**Problems to work on**
1: Print the portion of the article on Preston's vaccine rollout between "That was the" and "per 100,000 people.", inclusive.
2: Decide whether each statement below agrees with the article on Preston's vaccine rollout, answering yes or no and quoting the words of the article that settle it.
(a) In the week to 8th February, Preston was the ninth worst-affected part of the country.
(b) Infections in Preston have generally risen since 20th January.
(c) Matthew Brown leads the city council.
3: Answer these questions from the article on Preston's vaccine rollout.
(a) What was Preston's case rate in the week to 8th February?
(b) When did Preston record the sharpest increase in England over one rolling seven-day period?
(c) When was the city regularly registering some of the highest infection rates nationwide as the pandemic began to deteriorate?

**Source passage**
● ● ●

'Prioritise Preston for vaccine rollout', says city leader
The next phases of the vaccine rollout should recognise “the reality” that places like Preston have been harder hit by the pandemic than many other parts of the country.
That was the message from city council leader Matthew Brown as he backed growing calls for a more targeted vaccination programme which acknowledges current and historical Covid infection rates.
Preston has found itself back in the top ten areas with the highest case rates in England in recent days.
Although there has been a general decline in infections in the city since 20th January, the speed of the fall was gradual enough to push Preston up to becoming the ninth worst-affected part of the country in the week to 8th February, with a case rate of 308.8 per 100,000 people.
The stubbornness of the virus’s spread in Preston also meant that it was one of the last areas of the country to start showing a sustained fall in cases after the current lockdown was imposed – and it actually recorded the sharpest increase in England over one rolling seven-day period as recently as mid-January.
Those recent indicators, coupled with the fact that the city was regularly registering some of the highest infection rates nationwide as the pandemic began to deteriorate last September, has convinced Cllr Brown that Preston should be prioritised for vaccine distribution.

● ● ●

**Available data**
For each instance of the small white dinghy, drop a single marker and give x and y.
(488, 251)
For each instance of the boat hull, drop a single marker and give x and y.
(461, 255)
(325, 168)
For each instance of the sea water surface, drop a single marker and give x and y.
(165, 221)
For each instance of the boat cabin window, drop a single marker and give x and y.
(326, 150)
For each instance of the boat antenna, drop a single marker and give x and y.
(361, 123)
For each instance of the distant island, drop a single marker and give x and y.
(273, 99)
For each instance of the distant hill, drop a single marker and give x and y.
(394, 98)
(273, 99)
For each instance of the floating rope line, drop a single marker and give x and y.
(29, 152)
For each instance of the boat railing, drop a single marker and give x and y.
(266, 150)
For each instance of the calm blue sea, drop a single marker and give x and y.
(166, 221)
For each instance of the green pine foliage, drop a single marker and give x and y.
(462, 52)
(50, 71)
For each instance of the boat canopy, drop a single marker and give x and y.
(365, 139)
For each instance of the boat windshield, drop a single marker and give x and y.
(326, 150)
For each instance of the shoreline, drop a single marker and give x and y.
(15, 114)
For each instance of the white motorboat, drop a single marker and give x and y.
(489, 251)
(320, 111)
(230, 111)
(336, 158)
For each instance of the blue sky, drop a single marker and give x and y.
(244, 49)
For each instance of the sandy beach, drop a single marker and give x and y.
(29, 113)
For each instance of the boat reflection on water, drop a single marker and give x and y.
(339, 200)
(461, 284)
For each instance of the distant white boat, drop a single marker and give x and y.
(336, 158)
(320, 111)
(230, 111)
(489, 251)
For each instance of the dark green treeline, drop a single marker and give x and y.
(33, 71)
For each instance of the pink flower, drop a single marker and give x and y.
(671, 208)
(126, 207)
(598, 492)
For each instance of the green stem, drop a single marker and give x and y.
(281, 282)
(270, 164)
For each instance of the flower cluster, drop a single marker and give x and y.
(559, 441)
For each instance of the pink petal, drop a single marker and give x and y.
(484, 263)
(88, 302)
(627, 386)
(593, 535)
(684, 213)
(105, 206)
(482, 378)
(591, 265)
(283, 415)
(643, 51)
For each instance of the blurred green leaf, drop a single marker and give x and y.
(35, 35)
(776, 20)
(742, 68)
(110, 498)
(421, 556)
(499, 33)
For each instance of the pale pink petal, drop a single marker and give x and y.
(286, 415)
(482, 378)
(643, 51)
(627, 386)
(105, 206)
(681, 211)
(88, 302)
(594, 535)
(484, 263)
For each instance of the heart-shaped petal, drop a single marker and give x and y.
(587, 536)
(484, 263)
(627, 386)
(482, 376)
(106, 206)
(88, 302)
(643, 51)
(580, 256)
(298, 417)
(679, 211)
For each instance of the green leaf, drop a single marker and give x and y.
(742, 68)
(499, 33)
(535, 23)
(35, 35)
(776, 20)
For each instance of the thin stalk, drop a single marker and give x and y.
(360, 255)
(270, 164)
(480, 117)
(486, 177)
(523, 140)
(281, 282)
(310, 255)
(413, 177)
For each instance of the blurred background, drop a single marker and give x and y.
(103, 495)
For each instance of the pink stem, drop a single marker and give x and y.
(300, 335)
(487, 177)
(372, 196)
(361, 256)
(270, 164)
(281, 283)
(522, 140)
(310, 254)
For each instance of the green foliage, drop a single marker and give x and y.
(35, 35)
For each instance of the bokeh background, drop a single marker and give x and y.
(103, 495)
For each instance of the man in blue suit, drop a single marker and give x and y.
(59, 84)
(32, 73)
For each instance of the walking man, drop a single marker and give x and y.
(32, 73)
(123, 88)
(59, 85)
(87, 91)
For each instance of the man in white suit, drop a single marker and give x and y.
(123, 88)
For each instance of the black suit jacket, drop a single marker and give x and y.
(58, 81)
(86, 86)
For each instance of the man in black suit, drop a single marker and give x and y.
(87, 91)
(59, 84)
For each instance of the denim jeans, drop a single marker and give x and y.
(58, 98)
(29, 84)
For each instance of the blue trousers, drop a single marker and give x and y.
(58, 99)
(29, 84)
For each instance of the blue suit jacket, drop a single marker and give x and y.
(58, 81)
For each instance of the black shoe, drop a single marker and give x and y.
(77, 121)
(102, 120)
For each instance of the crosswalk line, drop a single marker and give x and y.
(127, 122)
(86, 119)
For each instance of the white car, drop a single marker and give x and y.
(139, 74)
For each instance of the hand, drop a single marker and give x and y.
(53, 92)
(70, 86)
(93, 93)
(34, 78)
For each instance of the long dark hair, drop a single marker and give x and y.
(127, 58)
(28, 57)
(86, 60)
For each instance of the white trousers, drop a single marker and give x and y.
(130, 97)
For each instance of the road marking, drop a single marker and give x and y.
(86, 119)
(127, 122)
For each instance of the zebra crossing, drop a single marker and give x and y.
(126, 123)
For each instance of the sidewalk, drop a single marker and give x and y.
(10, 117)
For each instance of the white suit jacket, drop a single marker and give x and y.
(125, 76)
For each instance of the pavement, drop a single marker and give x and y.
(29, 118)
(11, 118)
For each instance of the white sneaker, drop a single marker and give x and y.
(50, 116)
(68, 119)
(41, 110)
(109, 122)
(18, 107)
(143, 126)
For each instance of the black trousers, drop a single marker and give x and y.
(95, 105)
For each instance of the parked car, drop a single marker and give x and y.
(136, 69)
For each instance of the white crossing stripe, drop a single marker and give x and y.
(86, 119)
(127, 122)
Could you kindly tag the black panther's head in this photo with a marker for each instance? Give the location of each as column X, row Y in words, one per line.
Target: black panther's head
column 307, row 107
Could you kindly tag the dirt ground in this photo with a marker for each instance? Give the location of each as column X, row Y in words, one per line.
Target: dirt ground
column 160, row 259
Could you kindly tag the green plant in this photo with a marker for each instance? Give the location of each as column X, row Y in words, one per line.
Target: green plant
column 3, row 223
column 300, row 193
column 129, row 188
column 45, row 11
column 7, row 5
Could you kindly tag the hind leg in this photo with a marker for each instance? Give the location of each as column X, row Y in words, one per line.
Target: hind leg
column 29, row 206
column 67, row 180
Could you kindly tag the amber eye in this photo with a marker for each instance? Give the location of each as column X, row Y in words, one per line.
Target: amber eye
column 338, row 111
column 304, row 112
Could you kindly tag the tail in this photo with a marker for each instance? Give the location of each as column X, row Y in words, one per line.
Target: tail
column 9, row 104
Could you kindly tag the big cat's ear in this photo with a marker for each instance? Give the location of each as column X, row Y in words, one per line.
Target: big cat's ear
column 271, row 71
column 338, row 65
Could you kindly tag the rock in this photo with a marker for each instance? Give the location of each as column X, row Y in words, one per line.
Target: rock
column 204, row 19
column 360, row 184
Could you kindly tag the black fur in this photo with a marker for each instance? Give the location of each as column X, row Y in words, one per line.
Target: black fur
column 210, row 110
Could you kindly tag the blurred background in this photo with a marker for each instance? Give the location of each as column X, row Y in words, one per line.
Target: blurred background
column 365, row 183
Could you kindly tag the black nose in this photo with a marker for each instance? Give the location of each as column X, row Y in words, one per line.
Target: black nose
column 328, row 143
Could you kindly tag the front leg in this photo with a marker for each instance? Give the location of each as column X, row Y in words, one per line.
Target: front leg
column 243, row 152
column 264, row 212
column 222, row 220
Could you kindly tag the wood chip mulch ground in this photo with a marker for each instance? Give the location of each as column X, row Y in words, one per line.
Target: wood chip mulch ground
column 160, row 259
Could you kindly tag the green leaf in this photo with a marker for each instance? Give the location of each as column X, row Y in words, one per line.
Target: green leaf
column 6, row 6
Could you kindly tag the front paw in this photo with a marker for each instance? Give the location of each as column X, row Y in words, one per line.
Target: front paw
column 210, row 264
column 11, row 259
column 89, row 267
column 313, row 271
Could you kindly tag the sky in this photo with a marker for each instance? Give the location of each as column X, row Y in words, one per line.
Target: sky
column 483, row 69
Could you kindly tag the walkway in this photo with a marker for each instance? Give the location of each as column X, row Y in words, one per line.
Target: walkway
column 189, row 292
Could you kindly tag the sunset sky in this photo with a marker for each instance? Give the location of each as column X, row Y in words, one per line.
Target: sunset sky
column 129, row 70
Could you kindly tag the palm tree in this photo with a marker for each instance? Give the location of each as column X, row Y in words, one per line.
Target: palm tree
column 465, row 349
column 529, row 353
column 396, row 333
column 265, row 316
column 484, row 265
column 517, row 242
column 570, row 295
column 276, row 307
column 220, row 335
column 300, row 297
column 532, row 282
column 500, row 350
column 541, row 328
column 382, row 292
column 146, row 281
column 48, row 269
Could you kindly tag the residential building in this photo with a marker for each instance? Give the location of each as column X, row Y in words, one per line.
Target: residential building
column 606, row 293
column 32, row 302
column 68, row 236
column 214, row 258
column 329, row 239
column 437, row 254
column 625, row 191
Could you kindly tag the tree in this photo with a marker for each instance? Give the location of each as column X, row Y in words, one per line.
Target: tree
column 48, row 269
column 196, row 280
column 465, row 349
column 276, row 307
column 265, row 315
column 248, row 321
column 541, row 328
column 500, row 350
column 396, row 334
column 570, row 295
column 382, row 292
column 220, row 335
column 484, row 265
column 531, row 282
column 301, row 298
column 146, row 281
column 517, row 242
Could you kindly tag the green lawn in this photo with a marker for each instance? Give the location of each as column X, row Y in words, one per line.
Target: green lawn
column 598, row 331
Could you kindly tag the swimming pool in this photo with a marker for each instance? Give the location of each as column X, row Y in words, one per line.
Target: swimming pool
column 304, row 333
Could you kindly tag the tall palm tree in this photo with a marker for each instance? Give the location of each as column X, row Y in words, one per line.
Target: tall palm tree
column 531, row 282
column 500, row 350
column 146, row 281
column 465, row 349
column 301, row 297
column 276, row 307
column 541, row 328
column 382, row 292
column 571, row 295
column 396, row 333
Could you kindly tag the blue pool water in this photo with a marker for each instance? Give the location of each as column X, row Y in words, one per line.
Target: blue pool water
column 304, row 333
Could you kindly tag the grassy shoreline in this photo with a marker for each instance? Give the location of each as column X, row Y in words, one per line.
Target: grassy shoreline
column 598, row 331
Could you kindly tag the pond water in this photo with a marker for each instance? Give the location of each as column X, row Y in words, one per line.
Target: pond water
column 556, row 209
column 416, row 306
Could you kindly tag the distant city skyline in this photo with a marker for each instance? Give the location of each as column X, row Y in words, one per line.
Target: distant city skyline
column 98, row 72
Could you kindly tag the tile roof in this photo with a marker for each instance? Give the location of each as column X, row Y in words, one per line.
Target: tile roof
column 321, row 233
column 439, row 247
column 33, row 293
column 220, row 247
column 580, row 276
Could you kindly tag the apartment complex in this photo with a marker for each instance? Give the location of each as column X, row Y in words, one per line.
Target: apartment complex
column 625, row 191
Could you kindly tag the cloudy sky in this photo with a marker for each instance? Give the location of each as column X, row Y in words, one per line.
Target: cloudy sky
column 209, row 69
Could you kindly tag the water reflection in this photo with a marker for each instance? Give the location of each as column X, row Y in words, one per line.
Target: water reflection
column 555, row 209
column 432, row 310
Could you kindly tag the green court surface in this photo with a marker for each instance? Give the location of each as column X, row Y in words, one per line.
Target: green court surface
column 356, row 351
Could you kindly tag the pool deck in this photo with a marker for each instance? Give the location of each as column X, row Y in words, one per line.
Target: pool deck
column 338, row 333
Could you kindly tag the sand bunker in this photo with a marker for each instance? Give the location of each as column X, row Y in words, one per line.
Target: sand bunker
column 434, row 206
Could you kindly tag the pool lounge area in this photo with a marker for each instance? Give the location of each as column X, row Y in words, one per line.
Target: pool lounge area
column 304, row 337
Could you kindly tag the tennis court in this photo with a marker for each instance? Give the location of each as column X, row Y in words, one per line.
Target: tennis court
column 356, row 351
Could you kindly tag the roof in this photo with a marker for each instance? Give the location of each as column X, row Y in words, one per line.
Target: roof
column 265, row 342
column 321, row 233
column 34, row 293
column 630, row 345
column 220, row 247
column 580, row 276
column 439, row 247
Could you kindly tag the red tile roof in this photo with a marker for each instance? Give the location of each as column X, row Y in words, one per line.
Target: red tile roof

● ● ●

**Responses for each task**
1:
That was the message from city council leader Matthew Brown as he backed growing calls for a more targeted vaccination programme which acknowledges current and historical Covid infection rates.
Preston has found itself back in the top ten areas with the highest case rates in England in recent days.
Although there has been a general decline in infections in the city since 20th January, the speed of the fall was gradual enough to push Preston up to becoming the ninth worst-affected part of the country in the week to 8th February, with a case rate of 308.8 per 100,000 people.

2:
(a) Yes: "push Preston up to becoming the ninth worst-affected part of the country in the week to 8th February"
(b) No: "there has been a general decline in infections in the city since 20th January"
(c) Yes: "city council leader Matthew Brown"

3:
(a) 308.8 per 100,000 people
(b) As recently as mid-January
(c) Last September